**Text segment:**
╔══

Open nigelzzz opened 4 months ago
Hi @nigelzzz, can you please provide more information so that we may reproduce it? For example, what version of Python you are using? which branch you are using?
Please also provide reproduce steps like:
python convert_to_tflite.py
<whatever commands you used to run the model>
Thanks!
Hi @pkgoogle ,
python version: 3.9.5
ai-edge-rotch branch: v.0.1.1
/ai-edge-torch/ai_edge_torch/generative/examples/tiny_llama/convert_to_tflite.py
python3 convert_to_tflite.py
Then we can see tiny_llama_seq512_kv1024.tflite
in current path.
i built /mnt/data/nigel_wang/ai-edge-torch/ai_edge_torch/generative/examples/c++/text_generator_main.cc
.
i modification you can reference it.
// Prepare helpers
std::unique_ptr<tflite::FlatBufferModel> LoadModel() {
std::unique_ptr<tflite::FlatBufferModel> model =
@@ -85,7 +93,13 @@ std::unique_ptr<tflite::Interpreter> BuildInterpreter(
tflite::ops::builtin::BuiltinOpResolver resolver;
// NOTE: We need to manually register optimized OPs for KV-cache and
// Scaled Dot Product Attention (SDPA).
- tflite::ops::custom::GenAIOpsRegisterer(&resolver);
+ resolver.AddCustom("odml.update_kv_cache",
+ tflite::ops::custom::Register_KV_CACHE());
+ resolver.AddCustom("odml.scaled_dot_product_attention",
+ tflite::ops::custom::Register_SDPA());
+
+
+ //tflite::ops::custom::GenAIOpsRegisterer(&resolver);
parameter
@pkgoogle ,
btw, i have a little question,
can i know where the source of /ai-edge-torch/tree/main/ai_edge_torch/generative/examples/tiny_llama /tiny_llama_lm_logits.pt
.

╚══

**Your instructions:** Write out the whole thread about converting TinyLlama to TFLite, word for word. This data comes from a different source than the thread.

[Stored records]
╔══

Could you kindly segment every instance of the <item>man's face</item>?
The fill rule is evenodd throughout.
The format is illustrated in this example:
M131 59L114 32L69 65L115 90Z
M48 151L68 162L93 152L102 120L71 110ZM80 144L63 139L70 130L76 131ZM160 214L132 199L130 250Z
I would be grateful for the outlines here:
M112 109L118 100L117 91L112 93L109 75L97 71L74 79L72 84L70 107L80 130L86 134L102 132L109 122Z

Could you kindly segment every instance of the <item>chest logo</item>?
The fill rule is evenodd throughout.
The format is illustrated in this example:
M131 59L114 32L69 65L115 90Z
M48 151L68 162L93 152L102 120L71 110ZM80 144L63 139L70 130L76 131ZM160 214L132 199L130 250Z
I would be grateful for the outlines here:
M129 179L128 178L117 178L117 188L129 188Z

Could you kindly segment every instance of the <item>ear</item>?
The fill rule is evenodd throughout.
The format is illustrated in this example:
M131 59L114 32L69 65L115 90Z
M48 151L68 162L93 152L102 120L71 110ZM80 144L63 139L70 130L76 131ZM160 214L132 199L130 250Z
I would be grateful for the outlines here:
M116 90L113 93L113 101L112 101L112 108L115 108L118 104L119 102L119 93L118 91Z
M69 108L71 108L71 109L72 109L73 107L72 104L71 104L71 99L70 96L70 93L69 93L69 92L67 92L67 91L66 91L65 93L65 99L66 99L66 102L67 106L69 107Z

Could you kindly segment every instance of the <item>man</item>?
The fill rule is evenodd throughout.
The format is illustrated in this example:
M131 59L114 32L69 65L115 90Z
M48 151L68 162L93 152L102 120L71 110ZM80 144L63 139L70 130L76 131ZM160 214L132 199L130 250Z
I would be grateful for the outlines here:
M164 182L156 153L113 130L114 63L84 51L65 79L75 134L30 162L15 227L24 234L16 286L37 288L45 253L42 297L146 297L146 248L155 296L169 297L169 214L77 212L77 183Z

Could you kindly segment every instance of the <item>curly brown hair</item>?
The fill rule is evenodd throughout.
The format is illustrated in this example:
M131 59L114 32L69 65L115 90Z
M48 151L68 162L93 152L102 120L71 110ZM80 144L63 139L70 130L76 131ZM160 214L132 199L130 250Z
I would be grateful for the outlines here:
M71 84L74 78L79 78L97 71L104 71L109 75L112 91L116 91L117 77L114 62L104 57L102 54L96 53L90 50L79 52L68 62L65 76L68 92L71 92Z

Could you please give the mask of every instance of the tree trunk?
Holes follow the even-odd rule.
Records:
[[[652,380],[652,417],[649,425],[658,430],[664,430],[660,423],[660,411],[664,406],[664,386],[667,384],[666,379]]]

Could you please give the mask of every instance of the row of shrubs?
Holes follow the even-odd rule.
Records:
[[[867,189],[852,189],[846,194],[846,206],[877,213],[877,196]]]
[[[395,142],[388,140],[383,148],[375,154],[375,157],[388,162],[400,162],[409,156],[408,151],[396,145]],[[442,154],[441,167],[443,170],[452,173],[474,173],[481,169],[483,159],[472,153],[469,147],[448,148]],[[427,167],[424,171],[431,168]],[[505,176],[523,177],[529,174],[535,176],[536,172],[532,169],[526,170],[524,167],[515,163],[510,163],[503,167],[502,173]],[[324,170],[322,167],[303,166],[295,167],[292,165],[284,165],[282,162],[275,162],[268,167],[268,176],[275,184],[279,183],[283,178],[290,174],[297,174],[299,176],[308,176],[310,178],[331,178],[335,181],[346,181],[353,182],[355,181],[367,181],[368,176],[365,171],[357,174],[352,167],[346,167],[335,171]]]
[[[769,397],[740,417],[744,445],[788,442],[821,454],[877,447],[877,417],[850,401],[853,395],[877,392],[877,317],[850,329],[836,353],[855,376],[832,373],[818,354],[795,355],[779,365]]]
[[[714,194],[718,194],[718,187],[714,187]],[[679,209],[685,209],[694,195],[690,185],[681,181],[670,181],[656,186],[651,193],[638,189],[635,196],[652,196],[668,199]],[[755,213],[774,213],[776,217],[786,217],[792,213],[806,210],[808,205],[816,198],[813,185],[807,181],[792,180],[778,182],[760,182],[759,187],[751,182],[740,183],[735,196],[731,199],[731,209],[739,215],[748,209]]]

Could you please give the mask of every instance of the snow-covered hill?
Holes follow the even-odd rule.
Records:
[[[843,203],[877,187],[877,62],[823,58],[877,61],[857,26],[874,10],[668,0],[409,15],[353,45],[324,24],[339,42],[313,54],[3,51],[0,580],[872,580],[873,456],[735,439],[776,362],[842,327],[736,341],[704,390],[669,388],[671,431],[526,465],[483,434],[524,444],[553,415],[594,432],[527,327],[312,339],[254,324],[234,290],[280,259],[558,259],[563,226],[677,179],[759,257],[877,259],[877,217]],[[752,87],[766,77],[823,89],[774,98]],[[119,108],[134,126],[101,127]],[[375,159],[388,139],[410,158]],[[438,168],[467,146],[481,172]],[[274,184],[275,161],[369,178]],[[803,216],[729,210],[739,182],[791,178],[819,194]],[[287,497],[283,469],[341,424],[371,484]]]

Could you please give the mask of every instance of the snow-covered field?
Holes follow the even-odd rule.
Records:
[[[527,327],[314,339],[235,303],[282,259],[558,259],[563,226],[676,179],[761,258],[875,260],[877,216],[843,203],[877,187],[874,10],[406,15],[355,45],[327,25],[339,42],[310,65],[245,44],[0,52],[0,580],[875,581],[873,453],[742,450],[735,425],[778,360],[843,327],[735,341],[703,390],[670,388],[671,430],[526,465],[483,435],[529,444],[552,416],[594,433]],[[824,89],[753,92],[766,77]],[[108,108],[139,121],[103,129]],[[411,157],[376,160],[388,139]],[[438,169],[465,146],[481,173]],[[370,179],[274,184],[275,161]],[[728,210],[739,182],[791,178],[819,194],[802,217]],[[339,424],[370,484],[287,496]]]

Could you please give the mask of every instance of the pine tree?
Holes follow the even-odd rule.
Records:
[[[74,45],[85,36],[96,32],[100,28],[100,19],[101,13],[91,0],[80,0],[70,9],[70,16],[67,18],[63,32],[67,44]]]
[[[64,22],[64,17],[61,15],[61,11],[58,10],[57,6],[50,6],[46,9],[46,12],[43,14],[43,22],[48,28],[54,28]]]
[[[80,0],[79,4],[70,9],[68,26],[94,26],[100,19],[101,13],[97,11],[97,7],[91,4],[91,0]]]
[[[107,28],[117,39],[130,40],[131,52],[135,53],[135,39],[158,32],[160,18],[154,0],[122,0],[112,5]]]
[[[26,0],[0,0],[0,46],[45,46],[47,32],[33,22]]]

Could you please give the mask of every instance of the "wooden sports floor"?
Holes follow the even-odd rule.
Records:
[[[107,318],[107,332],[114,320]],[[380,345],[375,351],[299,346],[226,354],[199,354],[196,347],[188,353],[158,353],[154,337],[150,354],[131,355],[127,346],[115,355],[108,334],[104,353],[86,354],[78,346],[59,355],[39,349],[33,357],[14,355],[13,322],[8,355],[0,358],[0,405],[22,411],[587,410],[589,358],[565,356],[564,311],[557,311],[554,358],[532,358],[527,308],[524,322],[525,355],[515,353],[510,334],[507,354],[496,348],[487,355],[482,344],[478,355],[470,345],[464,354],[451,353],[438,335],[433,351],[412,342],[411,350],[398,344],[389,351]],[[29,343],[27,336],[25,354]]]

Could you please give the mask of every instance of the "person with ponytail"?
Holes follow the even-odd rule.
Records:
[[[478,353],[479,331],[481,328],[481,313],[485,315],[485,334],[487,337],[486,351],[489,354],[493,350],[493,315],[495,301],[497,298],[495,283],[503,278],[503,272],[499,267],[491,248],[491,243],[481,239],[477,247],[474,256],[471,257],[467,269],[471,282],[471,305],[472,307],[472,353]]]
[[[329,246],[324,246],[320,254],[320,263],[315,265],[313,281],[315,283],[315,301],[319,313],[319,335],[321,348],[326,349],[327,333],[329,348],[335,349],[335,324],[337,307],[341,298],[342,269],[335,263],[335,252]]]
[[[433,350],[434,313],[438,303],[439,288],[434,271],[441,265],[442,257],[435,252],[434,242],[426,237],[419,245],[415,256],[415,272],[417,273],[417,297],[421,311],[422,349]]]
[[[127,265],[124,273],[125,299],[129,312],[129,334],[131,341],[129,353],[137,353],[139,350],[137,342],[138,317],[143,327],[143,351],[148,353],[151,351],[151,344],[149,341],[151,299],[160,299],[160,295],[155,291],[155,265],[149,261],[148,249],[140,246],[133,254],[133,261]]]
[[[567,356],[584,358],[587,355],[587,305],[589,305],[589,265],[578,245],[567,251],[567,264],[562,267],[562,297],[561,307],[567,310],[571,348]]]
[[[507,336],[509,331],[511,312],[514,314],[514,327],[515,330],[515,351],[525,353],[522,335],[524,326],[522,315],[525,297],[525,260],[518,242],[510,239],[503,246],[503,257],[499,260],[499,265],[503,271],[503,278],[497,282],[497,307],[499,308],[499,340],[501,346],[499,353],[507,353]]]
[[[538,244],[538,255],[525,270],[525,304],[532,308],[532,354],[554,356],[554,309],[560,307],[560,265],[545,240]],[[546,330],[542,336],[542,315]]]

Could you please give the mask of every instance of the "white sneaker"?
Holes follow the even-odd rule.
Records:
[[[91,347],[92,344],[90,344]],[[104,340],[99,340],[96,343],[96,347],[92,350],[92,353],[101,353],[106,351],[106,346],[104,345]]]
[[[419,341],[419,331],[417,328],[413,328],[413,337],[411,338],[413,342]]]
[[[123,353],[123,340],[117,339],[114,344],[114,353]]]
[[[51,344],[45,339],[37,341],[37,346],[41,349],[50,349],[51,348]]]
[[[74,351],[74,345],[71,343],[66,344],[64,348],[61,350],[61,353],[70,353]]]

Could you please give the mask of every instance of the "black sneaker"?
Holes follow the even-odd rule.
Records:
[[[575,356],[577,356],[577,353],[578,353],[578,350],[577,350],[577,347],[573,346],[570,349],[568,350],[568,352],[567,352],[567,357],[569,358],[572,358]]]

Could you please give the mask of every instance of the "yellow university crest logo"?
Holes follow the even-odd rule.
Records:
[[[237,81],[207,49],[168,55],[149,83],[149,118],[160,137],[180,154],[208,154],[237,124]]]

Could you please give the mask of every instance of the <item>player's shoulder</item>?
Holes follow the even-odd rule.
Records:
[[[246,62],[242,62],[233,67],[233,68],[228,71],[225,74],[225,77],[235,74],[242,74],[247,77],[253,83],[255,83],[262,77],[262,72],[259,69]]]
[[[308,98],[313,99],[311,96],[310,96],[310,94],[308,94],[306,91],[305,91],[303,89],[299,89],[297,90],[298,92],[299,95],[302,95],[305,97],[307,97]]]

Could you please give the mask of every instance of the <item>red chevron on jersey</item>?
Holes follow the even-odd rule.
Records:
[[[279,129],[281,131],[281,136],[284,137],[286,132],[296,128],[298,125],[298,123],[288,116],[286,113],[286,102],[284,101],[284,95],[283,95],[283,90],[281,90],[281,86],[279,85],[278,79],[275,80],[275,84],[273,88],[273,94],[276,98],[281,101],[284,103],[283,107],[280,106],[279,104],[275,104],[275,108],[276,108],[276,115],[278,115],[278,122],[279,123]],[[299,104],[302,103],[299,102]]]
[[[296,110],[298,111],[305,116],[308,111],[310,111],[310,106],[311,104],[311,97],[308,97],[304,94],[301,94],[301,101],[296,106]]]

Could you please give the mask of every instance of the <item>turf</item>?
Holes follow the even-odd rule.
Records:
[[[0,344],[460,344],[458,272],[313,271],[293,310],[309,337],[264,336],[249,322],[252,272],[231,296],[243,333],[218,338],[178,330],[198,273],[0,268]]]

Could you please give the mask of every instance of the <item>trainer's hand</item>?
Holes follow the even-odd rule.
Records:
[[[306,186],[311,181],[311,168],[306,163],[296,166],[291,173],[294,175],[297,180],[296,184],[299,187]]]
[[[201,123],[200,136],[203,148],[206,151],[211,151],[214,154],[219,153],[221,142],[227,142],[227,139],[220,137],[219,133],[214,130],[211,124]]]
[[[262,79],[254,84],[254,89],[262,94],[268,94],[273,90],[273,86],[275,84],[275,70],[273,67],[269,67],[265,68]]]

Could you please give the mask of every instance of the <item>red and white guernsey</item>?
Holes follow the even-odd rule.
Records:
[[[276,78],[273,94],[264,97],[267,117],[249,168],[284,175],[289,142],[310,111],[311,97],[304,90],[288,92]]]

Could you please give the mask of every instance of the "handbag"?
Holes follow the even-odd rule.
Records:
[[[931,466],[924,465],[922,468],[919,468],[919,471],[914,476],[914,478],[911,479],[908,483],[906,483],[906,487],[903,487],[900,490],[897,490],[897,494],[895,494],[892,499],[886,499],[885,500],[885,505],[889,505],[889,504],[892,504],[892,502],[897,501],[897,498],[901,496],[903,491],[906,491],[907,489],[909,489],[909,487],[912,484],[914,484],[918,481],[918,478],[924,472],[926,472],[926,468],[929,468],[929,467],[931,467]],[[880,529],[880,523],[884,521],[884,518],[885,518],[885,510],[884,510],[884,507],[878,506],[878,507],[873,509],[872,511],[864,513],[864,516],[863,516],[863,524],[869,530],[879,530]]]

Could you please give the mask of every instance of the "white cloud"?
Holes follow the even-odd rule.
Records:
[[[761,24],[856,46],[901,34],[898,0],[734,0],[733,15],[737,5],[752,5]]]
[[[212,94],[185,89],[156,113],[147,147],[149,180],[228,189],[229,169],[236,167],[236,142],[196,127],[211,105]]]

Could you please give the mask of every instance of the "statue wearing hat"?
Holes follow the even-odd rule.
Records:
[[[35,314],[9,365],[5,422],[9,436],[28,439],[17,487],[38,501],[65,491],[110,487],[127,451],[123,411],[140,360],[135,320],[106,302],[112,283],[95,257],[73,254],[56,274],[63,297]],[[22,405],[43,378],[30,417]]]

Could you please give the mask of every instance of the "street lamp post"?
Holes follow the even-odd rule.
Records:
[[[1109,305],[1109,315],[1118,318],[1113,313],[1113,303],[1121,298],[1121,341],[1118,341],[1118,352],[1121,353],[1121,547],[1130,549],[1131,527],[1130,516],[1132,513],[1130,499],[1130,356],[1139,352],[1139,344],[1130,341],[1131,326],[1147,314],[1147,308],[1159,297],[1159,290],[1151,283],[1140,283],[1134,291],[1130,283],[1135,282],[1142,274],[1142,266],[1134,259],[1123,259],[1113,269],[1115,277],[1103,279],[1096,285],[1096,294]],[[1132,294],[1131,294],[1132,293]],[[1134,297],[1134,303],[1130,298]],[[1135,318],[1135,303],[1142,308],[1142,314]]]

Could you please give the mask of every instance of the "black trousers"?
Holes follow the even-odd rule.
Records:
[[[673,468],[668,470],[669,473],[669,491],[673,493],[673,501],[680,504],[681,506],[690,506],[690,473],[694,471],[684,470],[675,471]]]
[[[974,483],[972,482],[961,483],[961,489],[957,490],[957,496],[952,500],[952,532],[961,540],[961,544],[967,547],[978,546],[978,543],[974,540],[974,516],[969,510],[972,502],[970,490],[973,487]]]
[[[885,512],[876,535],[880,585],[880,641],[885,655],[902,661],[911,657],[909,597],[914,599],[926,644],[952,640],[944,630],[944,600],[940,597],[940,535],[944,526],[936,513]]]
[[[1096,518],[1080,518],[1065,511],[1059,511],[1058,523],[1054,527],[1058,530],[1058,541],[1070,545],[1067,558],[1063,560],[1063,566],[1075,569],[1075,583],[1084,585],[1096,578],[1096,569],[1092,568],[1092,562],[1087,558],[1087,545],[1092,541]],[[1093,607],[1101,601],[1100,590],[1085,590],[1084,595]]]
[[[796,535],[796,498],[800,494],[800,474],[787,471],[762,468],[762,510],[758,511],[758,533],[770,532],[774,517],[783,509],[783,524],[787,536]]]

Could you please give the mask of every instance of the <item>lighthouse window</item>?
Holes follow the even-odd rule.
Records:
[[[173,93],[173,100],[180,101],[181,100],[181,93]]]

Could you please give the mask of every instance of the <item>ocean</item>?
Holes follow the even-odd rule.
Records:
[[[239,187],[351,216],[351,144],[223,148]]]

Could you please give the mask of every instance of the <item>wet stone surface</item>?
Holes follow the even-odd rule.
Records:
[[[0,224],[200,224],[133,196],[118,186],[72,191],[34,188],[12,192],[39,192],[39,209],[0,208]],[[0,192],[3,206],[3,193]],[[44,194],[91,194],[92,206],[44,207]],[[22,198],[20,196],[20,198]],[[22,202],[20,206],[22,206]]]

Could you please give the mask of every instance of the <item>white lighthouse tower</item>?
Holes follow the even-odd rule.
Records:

╚══

**Full response:**
Open nigelzzz opened 4 months ago
Hi @nigelzzz, can you please provide more information so that we may reproduce it? For example, what version of Python you are using? which branch you are using?
Please also provide reproduce steps like:
python convert_to_tflite.py
<whatever commands you used to run the model>
Thanks!
Hi @pkgoogle ,
python version: 3.9.5
ai-edge-rotch branch: v.0.1.1
/ai-edge-torch/ai_edge_torch/generative/examples/tiny_llama/convert_to_tflite.py
python3 convert_to_tflite.py
Then we can see tiny_llama_seq512_kv1024.tflite
in current path.
i built /mnt/data/nigel_wang/ai-edge-torch/ai_edge_torch/generative/examples/c++/text_generator_main.cc
.
i modification you can reference it.
// Prepare helpers
std::unique_ptr<tflite::FlatBufferModel> LoadModel() {
std::unique_ptr<tflite::FlatBufferModel> model =
@@ -85,7 +93,13 @@ std::unique_ptr<tflite::Interpreter> BuildInterpreter(
tflite::ops::builtin::BuiltinOpResolver resolver;
// NOTE: We need to manually register optimized OPs for KV-cache and
// Scaled Dot Product Attention (SDPA).
- tflite::ops::custom::GenAIOpsRegisterer(&resolver);
+ resolver.AddCustom("odml.update_kv_cache",
+ tflite::ops::custom::Register_KV_CACHE());
+ resolver.AddCustom("odml.scaled_dot_product_attention",
+ tflite::ops::custom::Register_SDPA());
+
+
+ //tflite::ops::custom::GenAIOpsRegisterer(&resolver);
parameter
@pkgoogle ,
btw, i have a little question,
can i know where the source of /ai-edge-torch/tree/main/ai_edge_torch/generative/examples/tiny_llama /tiny_llama_lm_logits.pt
.